* **Exercises**:
1. List every abbreviation in the economy article that is given in parentheses after a full name, along with the full name it stands for.
2. Reproduce the part of the economy article from "The country recorded" up to and including "the international market.", character for character.

Ahead of the official release of the Gross Domestic Product (GDP) result for second quarter of 2020, some economists have said the nation’s economy may have already relapsed into recession.
The country recorded a positive growth figure in the first quarter of the year, while the figure for the second quarter is yet to be released by the National Bureau of Statistics (NBS), the official data agency of government.
The experts’ conjecture about the performance of the economy in the second quarter is that the nation may have recorded a negative growth due to the impact of border closure, and the coronavirus pandemic which attacked the price of oil, Nigeria’s main revenue earner, at the international market.
The economic, most of whom had worked for the government and others now working for government as consultants, told The Guardian yesterday that the economy was already in recession.
Emeritus professor and Executive Chairman, African Centre for Shared Development Capacity Building (ACSDCB), Ibadan, Oyo State, Olu Ajakaiye, said: “I will be very surprised if we have not entered recession already in the third quarter because as an oil-dependent nation, once prices dipped by more than 60 per cent, it means a lot of negative impact for us in many aspects, because we are also an import-dependent nation. That fact alone has to do with access to foreign exchange for even imports. That was why the Petroleum Price Regulatory Agency (PPPRA) quickly adjusted the pump price template to align with import cost.

* **Record extracts**:
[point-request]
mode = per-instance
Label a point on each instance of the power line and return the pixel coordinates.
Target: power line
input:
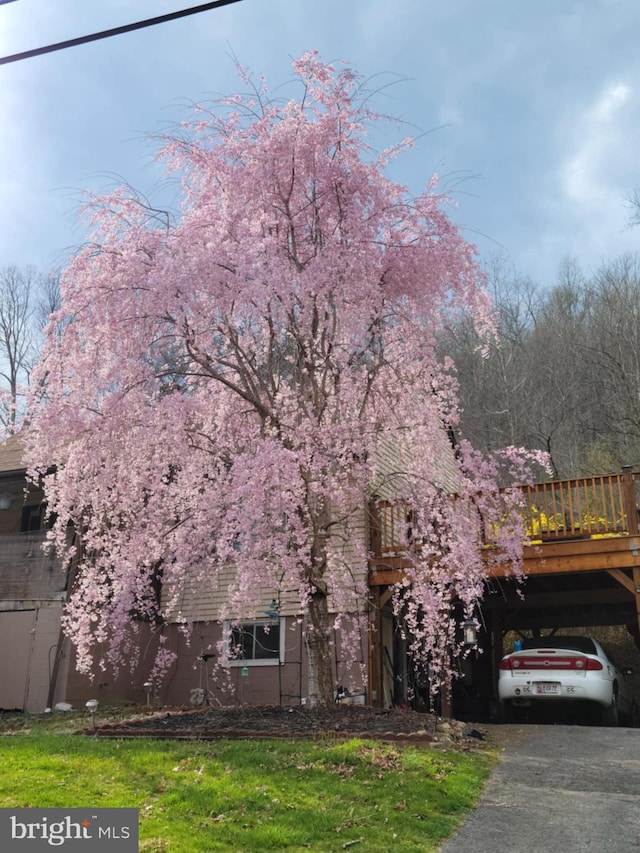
(116, 31)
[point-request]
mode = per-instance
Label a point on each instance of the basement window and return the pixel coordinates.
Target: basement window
(256, 643)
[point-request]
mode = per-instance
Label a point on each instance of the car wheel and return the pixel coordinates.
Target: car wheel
(611, 715)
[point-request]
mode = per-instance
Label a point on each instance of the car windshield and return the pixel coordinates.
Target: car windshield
(574, 644)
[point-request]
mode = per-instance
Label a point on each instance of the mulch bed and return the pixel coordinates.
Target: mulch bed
(292, 722)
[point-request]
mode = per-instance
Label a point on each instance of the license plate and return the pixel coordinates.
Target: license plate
(547, 687)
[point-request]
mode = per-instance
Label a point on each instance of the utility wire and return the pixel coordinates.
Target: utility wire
(127, 28)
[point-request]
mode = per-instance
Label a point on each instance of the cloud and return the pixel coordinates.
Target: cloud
(588, 172)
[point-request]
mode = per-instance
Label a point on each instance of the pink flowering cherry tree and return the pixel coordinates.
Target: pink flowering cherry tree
(217, 384)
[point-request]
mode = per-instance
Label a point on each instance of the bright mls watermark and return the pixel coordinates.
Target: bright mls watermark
(81, 830)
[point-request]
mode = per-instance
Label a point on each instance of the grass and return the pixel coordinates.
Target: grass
(248, 796)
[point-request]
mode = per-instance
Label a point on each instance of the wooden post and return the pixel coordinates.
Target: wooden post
(630, 501)
(375, 649)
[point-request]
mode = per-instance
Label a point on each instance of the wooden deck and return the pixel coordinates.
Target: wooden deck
(577, 526)
(581, 565)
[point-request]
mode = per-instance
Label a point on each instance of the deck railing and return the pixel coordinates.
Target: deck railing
(582, 508)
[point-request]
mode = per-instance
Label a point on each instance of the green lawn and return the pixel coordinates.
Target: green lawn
(252, 796)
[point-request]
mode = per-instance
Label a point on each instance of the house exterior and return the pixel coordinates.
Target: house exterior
(271, 667)
(32, 592)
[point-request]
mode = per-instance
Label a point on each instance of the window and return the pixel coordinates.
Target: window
(259, 643)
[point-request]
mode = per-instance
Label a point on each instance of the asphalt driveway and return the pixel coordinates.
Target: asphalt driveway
(558, 788)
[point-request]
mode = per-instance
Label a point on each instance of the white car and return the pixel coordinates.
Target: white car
(564, 669)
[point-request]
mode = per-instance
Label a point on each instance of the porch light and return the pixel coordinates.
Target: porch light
(470, 632)
(92, 707)
(273, 611)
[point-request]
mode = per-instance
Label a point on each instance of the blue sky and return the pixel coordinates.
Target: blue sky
(529, 111)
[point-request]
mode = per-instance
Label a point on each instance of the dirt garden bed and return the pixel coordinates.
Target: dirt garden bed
(295, 721)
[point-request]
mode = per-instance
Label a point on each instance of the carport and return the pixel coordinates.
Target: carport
(581, 569)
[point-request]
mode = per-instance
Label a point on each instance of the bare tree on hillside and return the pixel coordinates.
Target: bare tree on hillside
(26, 300)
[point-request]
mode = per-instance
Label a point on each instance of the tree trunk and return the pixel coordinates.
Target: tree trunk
(320, 681)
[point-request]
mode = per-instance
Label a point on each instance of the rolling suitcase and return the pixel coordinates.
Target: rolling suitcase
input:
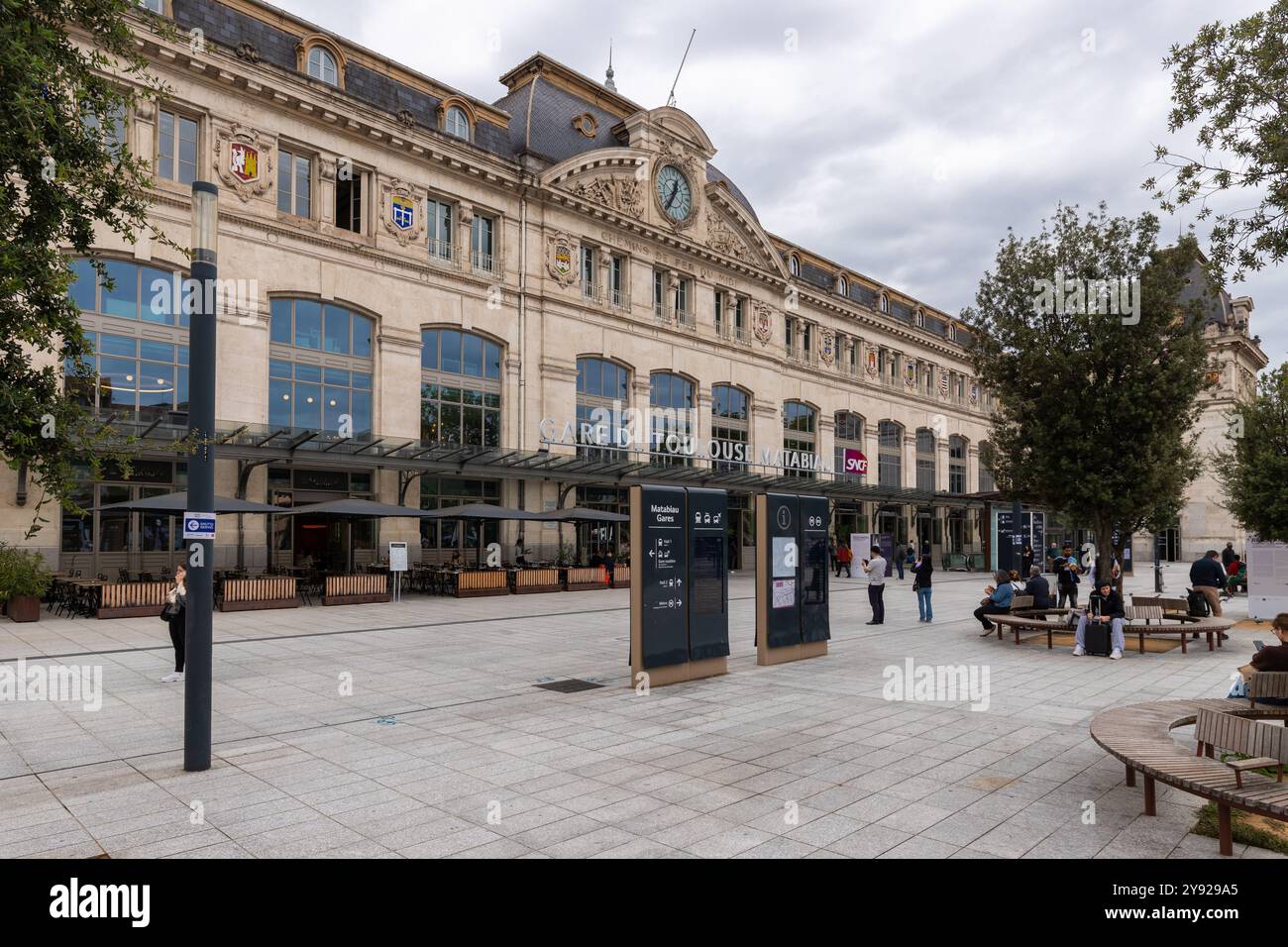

* **Responses per task**:
1.
- GDP: Gross Domestic Product
- NBS: National Bureau of Statistics
- ACSDCB: African Centre for Shared Development Capacity Building
- PPPRA: Petroleum Price Regulatory Agency

2.
The country recorded a positive growth figure in the first quarter of the year, while the figure for the second quarter is yet to be released by the National Bureau of Statistics (NBS), the official data agency of government.
The experts’ conjecture about the performance of the economy in the second quarter is that the nation may have recorded a negative growth due to the impact of border closure, and the coronavirus pandemic which attacked the price of oil, Nigeria’s main revenue earner, at the international market.